Task requirements:
Rewrite every line from the one containing "Where can you spot the mossy" through the end of the rows below, both ends included, keeping the requests. Multiply each coordinate in the answers by 2.6 and round it to a whole number, with halves rounded up.

Data section:

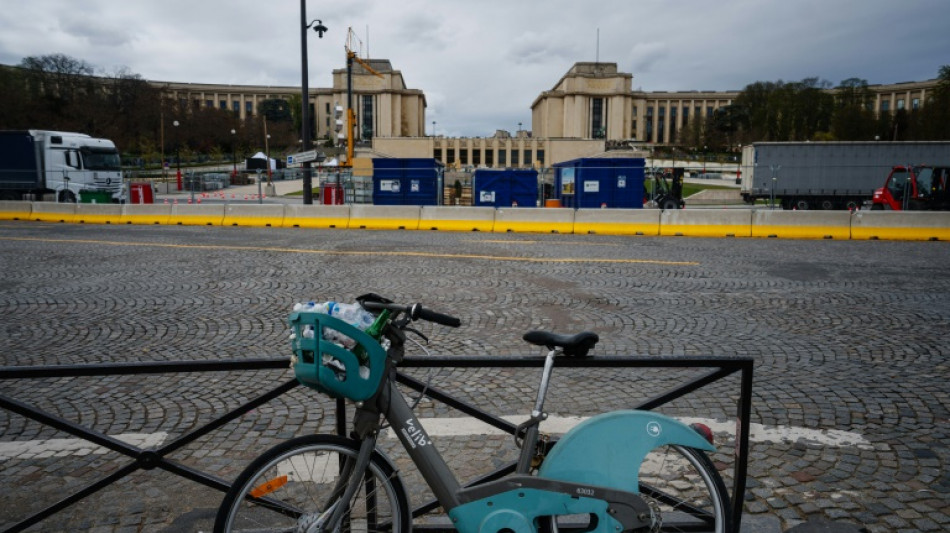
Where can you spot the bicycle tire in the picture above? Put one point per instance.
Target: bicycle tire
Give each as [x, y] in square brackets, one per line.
[684, 487]
[302, 473]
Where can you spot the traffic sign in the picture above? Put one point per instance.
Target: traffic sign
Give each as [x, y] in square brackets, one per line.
[304, 157]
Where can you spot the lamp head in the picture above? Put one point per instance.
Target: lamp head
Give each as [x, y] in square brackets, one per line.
[319, 28]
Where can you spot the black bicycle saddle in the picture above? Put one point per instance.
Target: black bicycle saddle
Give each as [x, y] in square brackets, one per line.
[573, 345]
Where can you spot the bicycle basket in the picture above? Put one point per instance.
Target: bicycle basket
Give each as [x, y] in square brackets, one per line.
[330, 368]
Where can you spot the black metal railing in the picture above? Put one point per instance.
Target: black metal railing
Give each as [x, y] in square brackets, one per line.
[143, 459]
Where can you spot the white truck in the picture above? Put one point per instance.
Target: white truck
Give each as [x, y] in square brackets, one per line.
[67, 166]
[828, 175]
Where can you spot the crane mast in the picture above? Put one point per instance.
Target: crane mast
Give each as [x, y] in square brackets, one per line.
[351, 56]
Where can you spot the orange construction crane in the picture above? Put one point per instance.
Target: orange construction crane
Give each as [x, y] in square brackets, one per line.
[351, 56]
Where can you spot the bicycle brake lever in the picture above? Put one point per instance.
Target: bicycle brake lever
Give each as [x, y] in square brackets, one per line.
[419, 333]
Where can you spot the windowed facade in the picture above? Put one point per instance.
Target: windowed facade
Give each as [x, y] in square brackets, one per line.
[598, 123]
[661, 124]
[367, 117]
[649, 124]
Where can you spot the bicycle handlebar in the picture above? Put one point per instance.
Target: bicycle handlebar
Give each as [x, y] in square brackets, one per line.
[415, 312]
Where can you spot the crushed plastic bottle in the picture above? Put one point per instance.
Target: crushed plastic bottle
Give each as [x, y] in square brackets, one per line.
[353, 314]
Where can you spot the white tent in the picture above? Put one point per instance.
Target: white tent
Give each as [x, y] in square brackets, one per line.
[261, 155]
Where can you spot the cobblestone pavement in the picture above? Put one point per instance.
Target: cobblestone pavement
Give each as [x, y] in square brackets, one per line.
[849, 338]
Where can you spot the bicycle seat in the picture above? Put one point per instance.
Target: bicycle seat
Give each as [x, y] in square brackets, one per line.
[573, 345]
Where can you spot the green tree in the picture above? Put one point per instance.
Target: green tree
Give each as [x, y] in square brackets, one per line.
[853, 118]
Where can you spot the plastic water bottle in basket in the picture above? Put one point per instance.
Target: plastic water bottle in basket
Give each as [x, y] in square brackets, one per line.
[337, 348]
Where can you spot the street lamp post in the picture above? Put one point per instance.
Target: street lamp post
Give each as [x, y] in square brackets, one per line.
[305, 96]
[177, 157]
[233, 154]
[704, 161]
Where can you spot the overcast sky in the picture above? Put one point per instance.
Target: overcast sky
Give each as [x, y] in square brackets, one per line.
[482, 63]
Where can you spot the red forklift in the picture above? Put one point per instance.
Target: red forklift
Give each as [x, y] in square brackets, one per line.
[914, 188]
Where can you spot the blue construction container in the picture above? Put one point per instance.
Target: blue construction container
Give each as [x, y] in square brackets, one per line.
[505, 188]
[600, 182]
[407, 181]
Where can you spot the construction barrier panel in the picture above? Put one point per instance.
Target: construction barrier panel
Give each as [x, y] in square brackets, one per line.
[706, 222]
[15, 210]
[457, 218]
[384, 216]
[269, 215]
[316, 216]
[617, 221]
[53, 212]
[901, 225]
[98, 214]
[146, 214]
[197, 215]
[517, 220]
[801, 224]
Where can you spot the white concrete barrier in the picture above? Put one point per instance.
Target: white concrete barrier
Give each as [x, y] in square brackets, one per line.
[449, 218]
[384, 216]
[52, 212]
[617, 221]
[534, 220]
[901, 225]
[98, 214]
[15, 210]
[146, 213]
[706, 222]
[269, 215]
[316, 216]
[197, 215]
[801, 224]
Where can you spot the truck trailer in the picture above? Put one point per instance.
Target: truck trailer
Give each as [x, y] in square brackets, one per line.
[38, 163]
[828, 175]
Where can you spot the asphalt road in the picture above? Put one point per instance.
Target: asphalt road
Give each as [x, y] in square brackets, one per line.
[850, 338]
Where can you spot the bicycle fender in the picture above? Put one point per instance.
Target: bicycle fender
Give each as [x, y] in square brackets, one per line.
[518, 510]
[608, 449]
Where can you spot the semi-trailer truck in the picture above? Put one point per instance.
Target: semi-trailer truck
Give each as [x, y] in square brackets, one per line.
[64, 164]
[828, 175]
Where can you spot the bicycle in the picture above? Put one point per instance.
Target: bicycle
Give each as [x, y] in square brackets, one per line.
[621, 471]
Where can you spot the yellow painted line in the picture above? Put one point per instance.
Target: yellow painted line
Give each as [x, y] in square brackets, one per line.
[558, 242]
[359, 253]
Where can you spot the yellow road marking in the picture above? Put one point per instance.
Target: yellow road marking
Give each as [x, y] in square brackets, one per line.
[360, 253]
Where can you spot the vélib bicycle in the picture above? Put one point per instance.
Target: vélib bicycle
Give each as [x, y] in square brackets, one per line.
[621, 471]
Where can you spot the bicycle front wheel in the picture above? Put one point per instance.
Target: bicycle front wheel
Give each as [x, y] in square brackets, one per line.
[685, 491]
[294, 484]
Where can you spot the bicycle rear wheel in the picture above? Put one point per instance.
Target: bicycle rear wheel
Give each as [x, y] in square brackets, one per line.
[685, 491]
[294, 483]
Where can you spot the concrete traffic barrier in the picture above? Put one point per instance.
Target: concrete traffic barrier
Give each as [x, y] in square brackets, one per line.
[98, 214]
[456, 218]
[617, 221]
[197, 215]
[901, 225]
[384, 216]
[801, 224]
[52, 212]
[15, 210]
[146, 214]
[316, 216]
[706, 222]
[534, 220]
[269, 215]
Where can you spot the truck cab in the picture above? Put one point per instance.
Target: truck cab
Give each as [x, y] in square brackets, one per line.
[914, 188]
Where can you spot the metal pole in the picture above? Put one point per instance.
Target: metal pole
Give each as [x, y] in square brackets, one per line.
[260, 197]
[305, 105]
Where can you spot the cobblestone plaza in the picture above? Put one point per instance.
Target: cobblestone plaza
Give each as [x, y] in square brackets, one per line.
[851, 341]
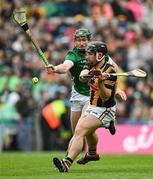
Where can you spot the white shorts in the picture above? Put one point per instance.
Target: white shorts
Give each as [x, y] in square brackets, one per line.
[105, 115]
[78, 101]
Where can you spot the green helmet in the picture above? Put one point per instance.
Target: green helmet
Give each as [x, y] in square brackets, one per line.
[82, 32]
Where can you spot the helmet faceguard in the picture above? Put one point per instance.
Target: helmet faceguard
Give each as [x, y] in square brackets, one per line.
[83, 34]
[97, 47]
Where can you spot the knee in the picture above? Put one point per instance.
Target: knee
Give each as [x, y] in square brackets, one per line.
[80, 131]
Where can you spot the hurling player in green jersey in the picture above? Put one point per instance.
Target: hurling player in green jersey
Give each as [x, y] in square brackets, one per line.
[74, 63]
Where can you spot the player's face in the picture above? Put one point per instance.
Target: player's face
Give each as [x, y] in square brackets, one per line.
[91, 58]
[81, 43]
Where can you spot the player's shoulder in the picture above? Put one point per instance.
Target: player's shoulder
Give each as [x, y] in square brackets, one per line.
[72, 51]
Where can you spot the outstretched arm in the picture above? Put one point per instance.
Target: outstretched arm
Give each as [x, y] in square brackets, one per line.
[61, 68]
[119, 91]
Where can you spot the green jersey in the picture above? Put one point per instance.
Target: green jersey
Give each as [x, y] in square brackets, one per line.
[79, 60]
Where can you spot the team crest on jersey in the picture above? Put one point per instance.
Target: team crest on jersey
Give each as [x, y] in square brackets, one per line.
[93, 84]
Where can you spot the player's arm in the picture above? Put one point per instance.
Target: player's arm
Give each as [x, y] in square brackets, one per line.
[119, 91]
[61, 68]
[84, 72]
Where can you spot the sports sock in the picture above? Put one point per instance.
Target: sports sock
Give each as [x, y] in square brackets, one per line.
[68, 161]
[92, 152]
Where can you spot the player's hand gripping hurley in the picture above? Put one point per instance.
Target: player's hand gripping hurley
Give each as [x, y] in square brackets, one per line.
[19, 15]
[134, 73]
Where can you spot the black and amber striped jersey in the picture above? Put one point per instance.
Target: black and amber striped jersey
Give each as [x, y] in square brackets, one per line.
[109, 83]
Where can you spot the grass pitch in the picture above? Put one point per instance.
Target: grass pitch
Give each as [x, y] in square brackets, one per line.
[38, 165]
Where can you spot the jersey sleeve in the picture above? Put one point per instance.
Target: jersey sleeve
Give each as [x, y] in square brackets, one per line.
[111, 81]
[86, 66]
[71, 57]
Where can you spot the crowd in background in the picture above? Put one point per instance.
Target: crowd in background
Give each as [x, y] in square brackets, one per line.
[125, 26]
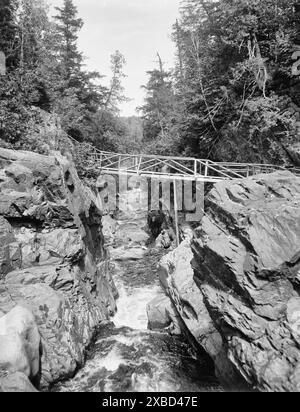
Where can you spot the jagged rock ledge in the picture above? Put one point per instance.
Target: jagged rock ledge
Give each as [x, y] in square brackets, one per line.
[236, 286]
[53, 265]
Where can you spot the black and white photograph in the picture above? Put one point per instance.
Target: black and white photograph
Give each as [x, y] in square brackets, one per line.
[149, 199]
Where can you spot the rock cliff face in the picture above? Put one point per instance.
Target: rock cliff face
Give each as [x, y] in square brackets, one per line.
[52, 257]
[237, 285]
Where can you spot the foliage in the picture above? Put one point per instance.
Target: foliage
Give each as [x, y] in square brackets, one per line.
[233, 78]
[46, 71]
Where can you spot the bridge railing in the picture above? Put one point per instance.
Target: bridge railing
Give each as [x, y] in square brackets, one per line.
[165, 166]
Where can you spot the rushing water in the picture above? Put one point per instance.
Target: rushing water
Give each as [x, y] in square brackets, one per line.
[127, 357]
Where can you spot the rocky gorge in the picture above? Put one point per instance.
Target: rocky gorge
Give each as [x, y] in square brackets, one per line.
[235, 286]
[55, 284]
[230, 289]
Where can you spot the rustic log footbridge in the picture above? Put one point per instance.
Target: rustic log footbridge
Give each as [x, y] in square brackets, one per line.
[174, 168]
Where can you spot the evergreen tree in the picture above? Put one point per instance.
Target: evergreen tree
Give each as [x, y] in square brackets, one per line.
[9, 44]
[68, 26]
[159, 108]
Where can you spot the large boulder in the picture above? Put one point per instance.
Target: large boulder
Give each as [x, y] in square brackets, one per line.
[162, 315]
[242, 295]
[20, 342]
[52, 256]
[15, 383]
[177, 279]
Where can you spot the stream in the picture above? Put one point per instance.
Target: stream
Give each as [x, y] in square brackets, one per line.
[126, 357]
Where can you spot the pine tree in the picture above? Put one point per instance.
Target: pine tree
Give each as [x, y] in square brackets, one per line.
[9, 32]
[159, 103]
[68, 26]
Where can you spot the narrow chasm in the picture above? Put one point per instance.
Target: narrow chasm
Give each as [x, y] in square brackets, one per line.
[126, 356]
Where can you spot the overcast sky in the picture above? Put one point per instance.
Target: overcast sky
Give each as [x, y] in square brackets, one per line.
[138, 28]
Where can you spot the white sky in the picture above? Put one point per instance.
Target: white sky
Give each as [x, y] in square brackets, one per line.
[138, 28]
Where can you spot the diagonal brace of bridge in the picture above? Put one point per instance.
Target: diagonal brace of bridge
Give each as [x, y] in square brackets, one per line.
[175, 168]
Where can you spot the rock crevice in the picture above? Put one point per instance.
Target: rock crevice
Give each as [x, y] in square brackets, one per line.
[52, 257]
[240, 275]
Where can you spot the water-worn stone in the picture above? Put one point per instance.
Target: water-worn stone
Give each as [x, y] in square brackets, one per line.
[20, 342]
[162, 315]
[15, 383]
[245, 281]
[52, 256]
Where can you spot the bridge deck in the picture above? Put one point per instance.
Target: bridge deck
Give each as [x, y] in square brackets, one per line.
[178, 168]
[172, 168]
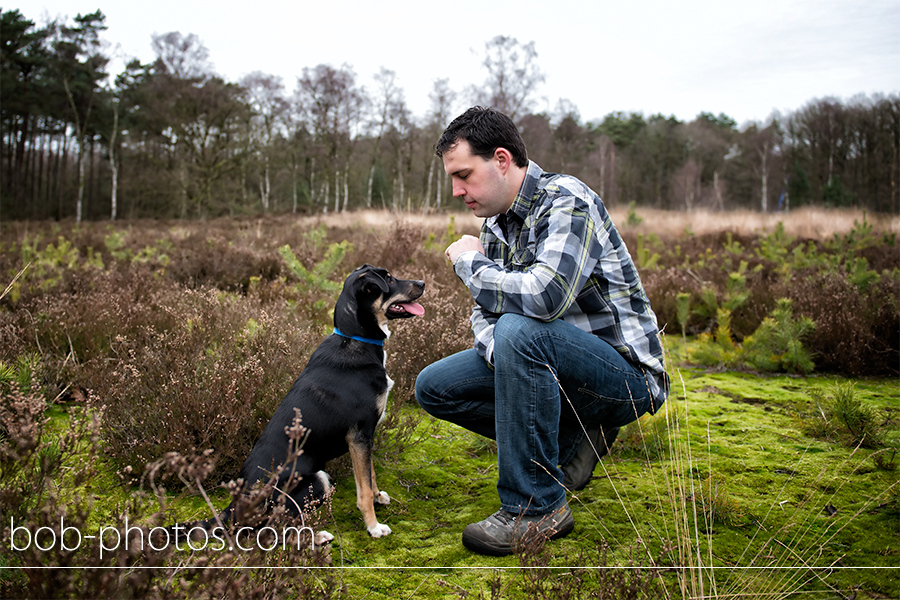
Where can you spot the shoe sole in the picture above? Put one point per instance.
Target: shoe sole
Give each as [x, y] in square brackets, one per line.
[481, 547]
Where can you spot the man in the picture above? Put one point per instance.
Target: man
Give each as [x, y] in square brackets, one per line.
[567, 348]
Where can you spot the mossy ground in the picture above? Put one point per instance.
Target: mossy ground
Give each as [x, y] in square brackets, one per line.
[783, 501]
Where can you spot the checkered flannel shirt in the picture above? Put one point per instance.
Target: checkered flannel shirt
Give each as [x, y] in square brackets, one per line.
[555, 254]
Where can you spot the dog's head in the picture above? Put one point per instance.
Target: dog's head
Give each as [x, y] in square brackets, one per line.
[371, 298]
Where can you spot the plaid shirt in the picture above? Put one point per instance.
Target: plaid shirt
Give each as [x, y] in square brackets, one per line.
[555, 254]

Completed exercise:
Where can you spot the mossy ground in the picture above? Put one point per instance.
Target: mossy ground
Give each as [x, y] in square brackets, one per line.
[2036, 1303]
Where can you spot the checkered flannel shirt in the picture above? Put one point per instance.
Target: checkered flannel shirt
Give each as [x, y] in square brackets, one per line.
[1443, 660]
Where can you spot the dog's head in the picture above? Put one point per instance.
Target: dog's head
Give each as [x, y] in square brackets, one per line.
[965, 775]
Where can you spot the plaid shirt in the picture above? Put one point per instance.
Target: plaid shirt
Give each as [x, y] in square brackets, one per line.
[1443, 660]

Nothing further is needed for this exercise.